»»
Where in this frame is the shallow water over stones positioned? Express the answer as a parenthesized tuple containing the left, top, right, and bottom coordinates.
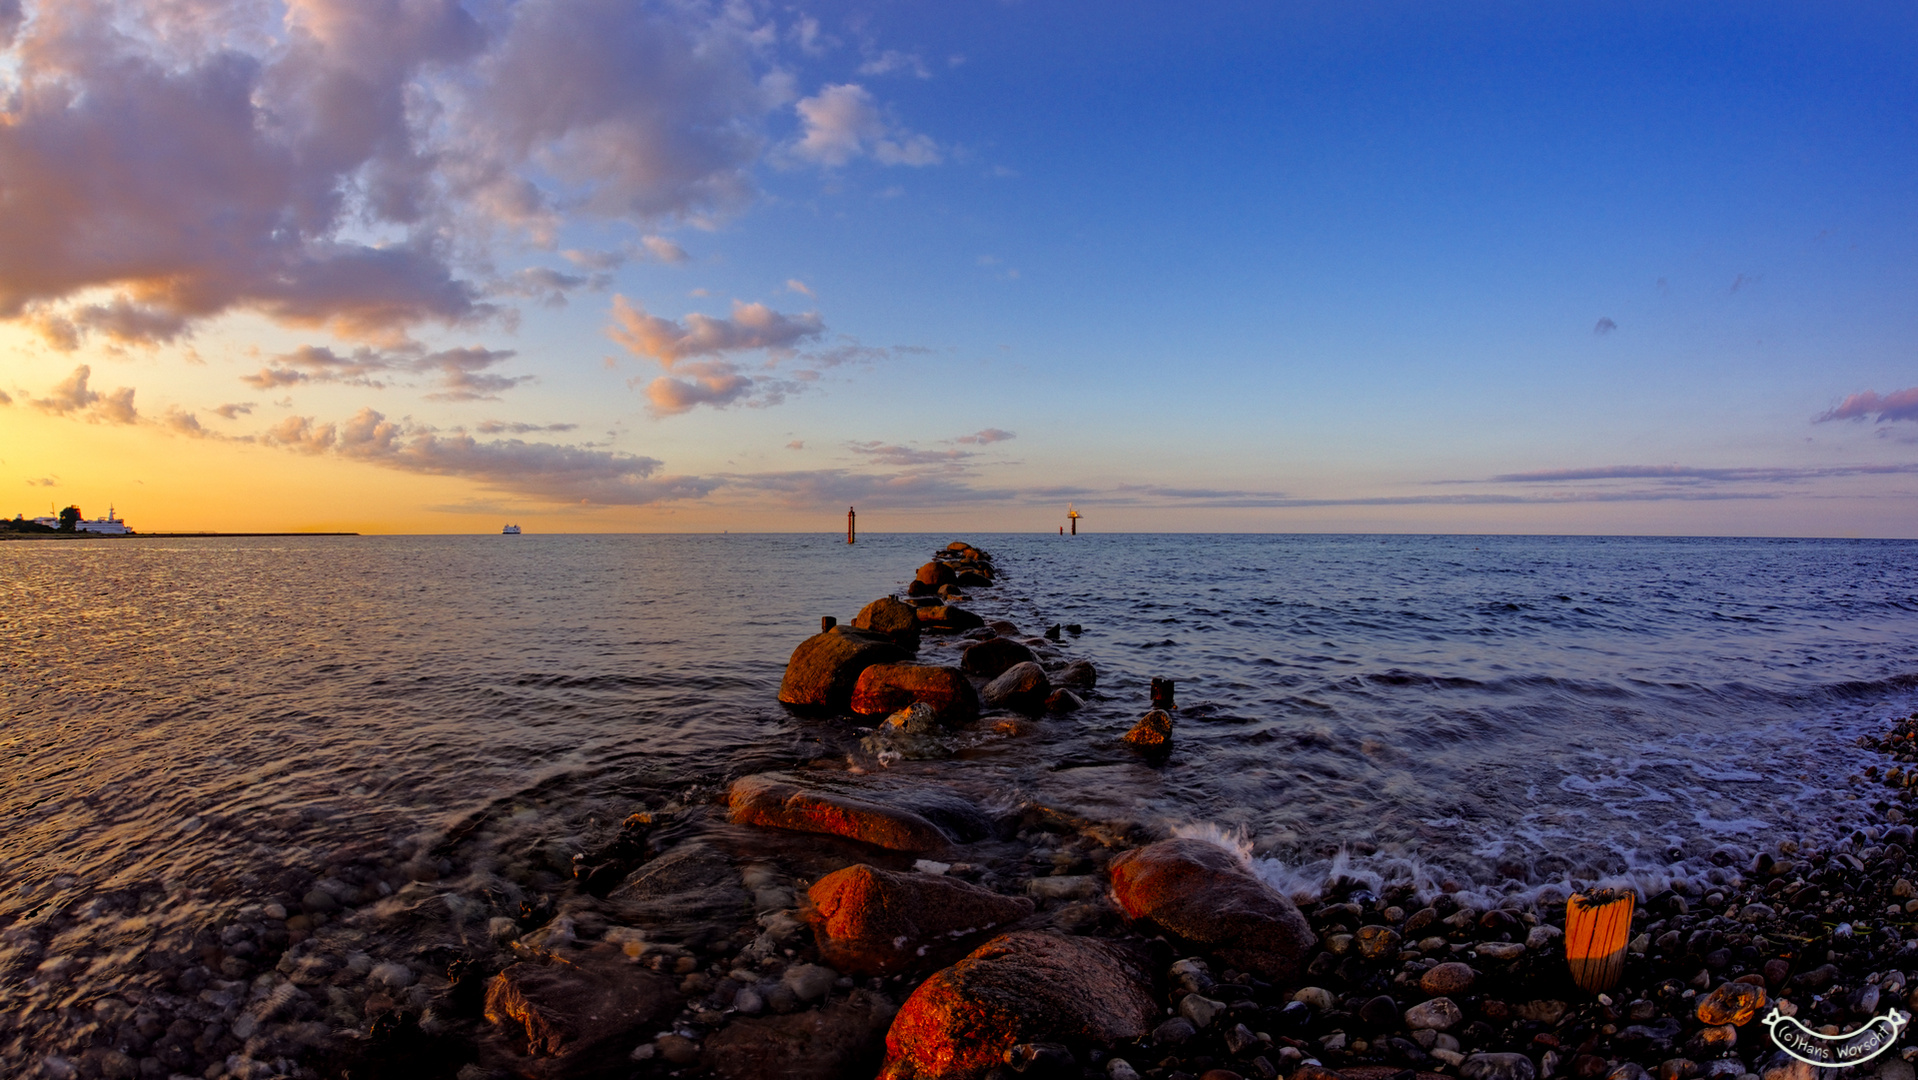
(4, 533, 1918, 1076)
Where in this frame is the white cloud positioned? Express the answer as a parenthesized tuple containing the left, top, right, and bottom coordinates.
(789, 83, 941, 168)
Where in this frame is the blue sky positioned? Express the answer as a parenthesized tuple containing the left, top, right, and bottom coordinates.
(2, 0, 1915, 533)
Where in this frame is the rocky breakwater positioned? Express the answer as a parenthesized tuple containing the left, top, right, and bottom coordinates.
(200, 544, 1918, 1080)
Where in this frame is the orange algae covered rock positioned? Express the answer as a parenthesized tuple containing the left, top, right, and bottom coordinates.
(851, 664, 981, 724)
(1695, 979, 1767, 1026)
(779, 627, 909, 709)
(1124, 709, 1173, 747)
(878, 931, 1158, 1080)
(728, 774, 952, 853)
(1107, 837, 1317, 981)
(807, 864, 1033, 975)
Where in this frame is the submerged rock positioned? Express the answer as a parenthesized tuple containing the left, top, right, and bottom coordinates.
(878, 931, 1159, 1080)
(851, 664, 981, 725)
(483, 948, 678, 1071)
(915, 605, 986, 633)
(704, 991, 898, 1080)
(807, 864, 1035, 975)
(603, 843, 752, 942)
(728, 774, 953, 853)
(1107, 837, 1317, 981)
(961, 637, 1036, 680)
(915, 561, 956, 588)
(1056, 659, 1098, 689)
(779, 628, 910, 709)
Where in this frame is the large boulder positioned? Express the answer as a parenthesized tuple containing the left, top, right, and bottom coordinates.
(981, 661, 1051, 712)
(915, 605, 985, 633)
(807, 865, 1035, 975)
(960, 637, 1036, 680)
(484, 948, 679, 1073)
(728, 774, 953, 853)
(1107, 837, 1317, 981)
(915, 561, 956, 587)
(853, 597, 921, 650)
(851, 665, 980, 725)
(779, 627, 910, 709)
(704, 991, 897, 1080)
(878, 932, 1159, 1080)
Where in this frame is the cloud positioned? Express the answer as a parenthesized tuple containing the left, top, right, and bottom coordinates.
(29, 364, 138, 423)
(607, 296, 823, 366)
(210, 403, 254, 419)
(26, 477, 57, 487)
(1816, 388, 1918, 424)
(1594, 317, 1617, 336)
(1475, 463, 1918, 484)
(259, 406, 716, 505)
(955, 428, 1015, 445)
(789, 83, 941, 167)
(475, 420, 578, 434)
(0, 389, 11, 406)
(786, 279, 814, 297)
(0, 0, 821, 346)
(164, 408, 210, 437)
(33, 297, 194, 351)
(641, 236, 690, 264)
(726, 468, 1011, 510)
(786, 440, 804, 450)
(857, 50, 931, 79)
(241, 343, 526, 399)
(1731, 273, 1761, 293)
(493, 267, 592, 307)
(846, 442, 973, 467)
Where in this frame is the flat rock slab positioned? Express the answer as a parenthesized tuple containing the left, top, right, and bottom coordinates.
(1108, 836, 1317, 982)
(878, 931, 1158, 1080)
(808, 864, 1035, 975)
(483, 948, 679, 1074)
(779, 627, 910, 709)
(729, 774, 954, 853)
(704, 990, 897, 1080)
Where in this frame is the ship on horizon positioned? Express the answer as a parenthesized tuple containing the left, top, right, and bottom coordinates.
(502, 524, 521, 535)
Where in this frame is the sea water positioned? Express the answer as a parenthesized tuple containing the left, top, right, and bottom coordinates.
(3, 532, 1916, 1067)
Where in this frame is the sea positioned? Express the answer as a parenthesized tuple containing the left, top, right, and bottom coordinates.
(4, 532, 1917, 1070)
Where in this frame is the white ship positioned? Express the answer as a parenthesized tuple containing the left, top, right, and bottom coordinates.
(76, 506, 133, 535)
(502, 524, 521, 535)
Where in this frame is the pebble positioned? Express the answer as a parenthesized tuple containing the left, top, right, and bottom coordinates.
(367, 962, 414, 989)
(1180, 994, 1226, 1029)
(781, 963, 837, 1003)
(1476, 941, 1526, 961)
(1154, 1016, 1197, 1045)
(1405, 997, 1463, 1031)
(1463, 1052, 1538, 1080)
(1108, 1059, 1143, 1080)
(1292, 986, 1336, 1010)
(733, 988, 764, 1015)
(1420, 961, 1477, 996)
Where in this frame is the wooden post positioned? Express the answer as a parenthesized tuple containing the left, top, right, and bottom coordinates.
(847, 506, 856, 544)
(1565, 889, 1635, 994)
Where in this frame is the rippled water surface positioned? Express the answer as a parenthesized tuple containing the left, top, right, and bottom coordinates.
(4, 532, 1918, 1068)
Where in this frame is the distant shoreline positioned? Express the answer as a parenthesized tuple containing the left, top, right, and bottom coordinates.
(0, 531, 360, 540)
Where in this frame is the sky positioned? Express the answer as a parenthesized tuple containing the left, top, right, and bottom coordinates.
(1, 0, 1916, 535)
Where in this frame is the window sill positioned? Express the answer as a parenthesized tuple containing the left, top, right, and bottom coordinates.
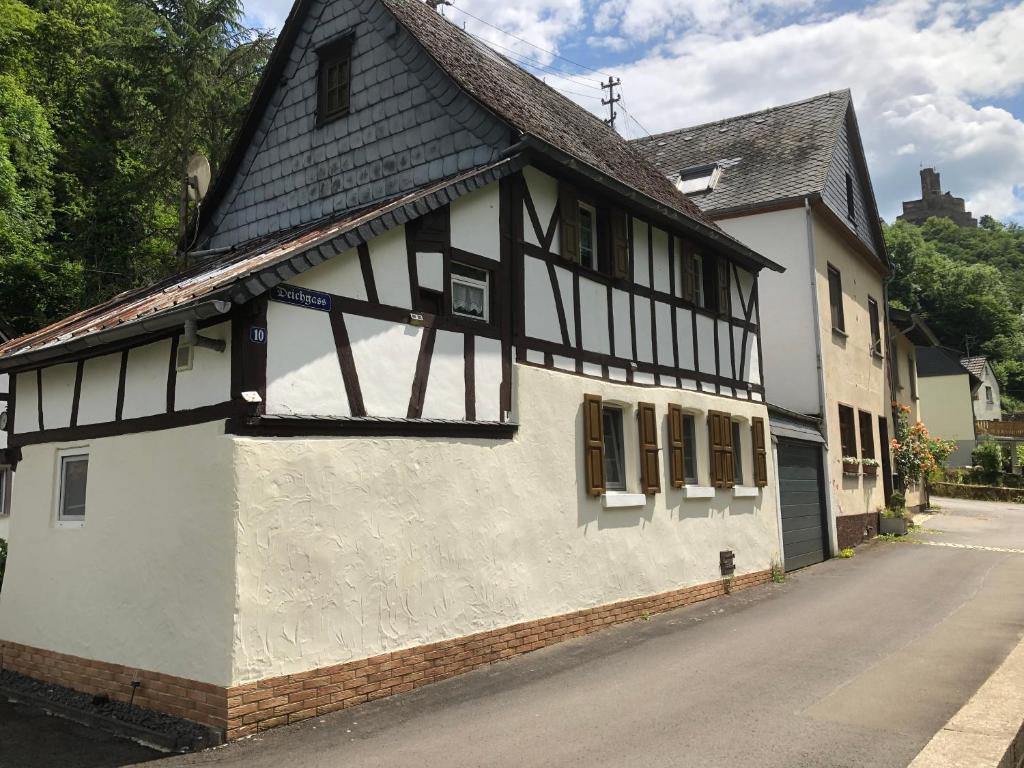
««
Instructions for the task:
The entries above need an exact copy without their pictures.

Expected answer:
Where in this frame is the shallow water over stones positioned? Express the answer as a parenthesized tuple containing the left, top, right, and bottom coordinates.
(4, 533, 1918, 1076)
Where in this frame is the white cloud positioned? Express the answer as a parenthesized tuple containing the left, top, right, and bottom coordinates.
(789, 83, 941, 168)
Where in this frame is the blue sky positioned? Express the answer as a parenthesized tuple containing the left, top, right, and bottom coordinates.
(2, 0, 1915, 533)
Where in this frame is the rocky breakwater positioned? Express the answer as a parenthesized tuple containing the left, top, right, and bottom coordinates.
(200, 544, 1918, 1080)
Where in this frame is the orange algae covered rock positioned? Express the answer as a parenthesized tuple containing the left, top, right, and bottom coordinates.
(851, 664, 981, 724)
(1695, 979, 1767, 1026)
(779, 627, 909, 709)
(1124, 709, 1173, 747)
(878, 931, 1158, 1080)
(728, 774, 952, 853)
(1107, 837, 1317, 981)
(807, 864, 1033, 975)
Where in this frame is the submerged rock positioned? Express the answer as a parenthesized tuple containing the left, top, right, and bottom coordinates.
(878, 931, 1159, 1080)
(851, 664, 981, 725)
(483, 948, 678, 1071)
(915, 605, 986, 633)
(704, 991, 898, 1080)
(807, 864, 1035, 975)
(603, 843, 752, 942)
(728, 774, 953, 853)
(1107, 837, 1317, 981)
(961, 637, 1036, 680)
(915, 561, 956, 588)
(1056, 659, 1098, 689)
(779, 628, 910, 709)
Where in this frame is the large boulder positioned? Express the answer as a parenthesized tuple containing the left, top, right, and bottom coordinates.
(981, 661, 1051, 712)
(915, 605, 985, 633)
(807, 865, 1035, 975)
(960, 637, 1036, 680)
(484, 948, 679, 1073)
(728, 774, 953, 853)
(1107, 837, 1317, 981)
(915, 561, 956, 587)
(853, 597, 921, 650)
(851, 665, 980, 725)
(779, 627, 910, 709)
(704, 991, 897, 1080)
(878, 932, 1159, 1080)
Where in this frame is the cloud positioned? Express the answer as a parenthesized tuple containing the left, top, right, and bottom coordinates.
(29, 364, 138, 423)
(607, 296, 823, 366)
(210, 403, 254, 419)
(26, 477, 57, 487)
(1816, 388, 1918, 424)
(1594, 317, 1617, 336)
(1475, 463, 1918, 484)
(259, 406, 716, 505)
(955, 428, 1015, 445)
(789, 83, 941, 167)
(475, 420, 578, 434)
(0, 389, 11, 406)
(786, 279, 814, 297)
(0, 0, 821, 346)
(164, 408, 210, 437)
(33, 297, 194, 351)
(641, 236, 690, 264)
(726, 468, 1011, 510)
(786, 440, 804, 450)
(857, 50, 931, 79)
(241, 343, 526, 399)
(1731, 273, 1761, 293)
(493, 267, 592, 307)
(846, 442, 973, 467)
Where in this frame is the flat rock slab positioned? Express the answer as a parenthesized tuple containing the left, top, right, and bottom coordinates.
(1108, 836, 1317, 982)
(878, 931, 1158, 1080)
(808, 864, 1035, 975)
(483, 948, 679, 1074)
(779, 627, 910, 709)
(729, 774, 954, 853)
(704, 990, 897, 1080)
Where in this frame is the ship on horizon positioned? Express the answer as a parenthesized tuple containing the left, top, right, and bottom coordinates.
(502, 524, 521, 535)
Where in this frame is the sea water positioned? Express the answer as a parenthesized tuple containing the left, top, right, and bottom coordinates.
(3, 532, 1916, 1067)
Where in this frame is the sea positioned? Express the answer as a parenthesized tuple containing the left, top, right, and bottom coordinates.
(4, 532, 1917, 1070)
Where in this frame is the white ship positioned? Express the answer as a parenthesized tuple containing the left, top, right, and bottom coordinates.
(76, 506, 133, 535)
(502, 524, 521, 535)
Where in this frame is the pebble positioned? Express the answer as a parenthesized tuple containing the left, top, right, and bottom coordinates.
(367, 962, 414, 989)
(1180, 994, 1226, 1029)
(781, 963, 837, 1003)
(1476, 941, 1526, 961)
(1154, 1016, 1197, 1045)
(1405, 997, 1463, 1031)
(1463, 1052, 1538, 1080)
(1108, 1059, 1143, 1080)
(1292, 986, 1336, 1010)
(733, 988, 764, 1015)
(1420, 961, 1477, 996)
Where in this frame is the wooden post positioned? Express the answer as a parenthesized tuple containing the left, top, right, and bottom coordinates.
(847, 506, 856, 544)
(1565, 889, 1635, 994)
Where in this frame is the rippled water surface positioned? Express the answer as a parenthesized tuple containing the left, top, right, and bottom coordinates.
(4, 532, 1918, 1068)
Where in this frame is the distant shoreline positioned? Express the answer as a parenthesized tuple containing the left, top, right, and bottom coordinates.
(0, 531, 360, 540)
Where in this frame is the sky positioned? Express the answer as a parenthesized tuple containing the left, top, right, and bottom coordinates.
(1, 0, 1916, 535)
Where in this frame is the window sill positioned? Express the answer as a parenthesized tuple containing the left, top, right, and bottom coordinates.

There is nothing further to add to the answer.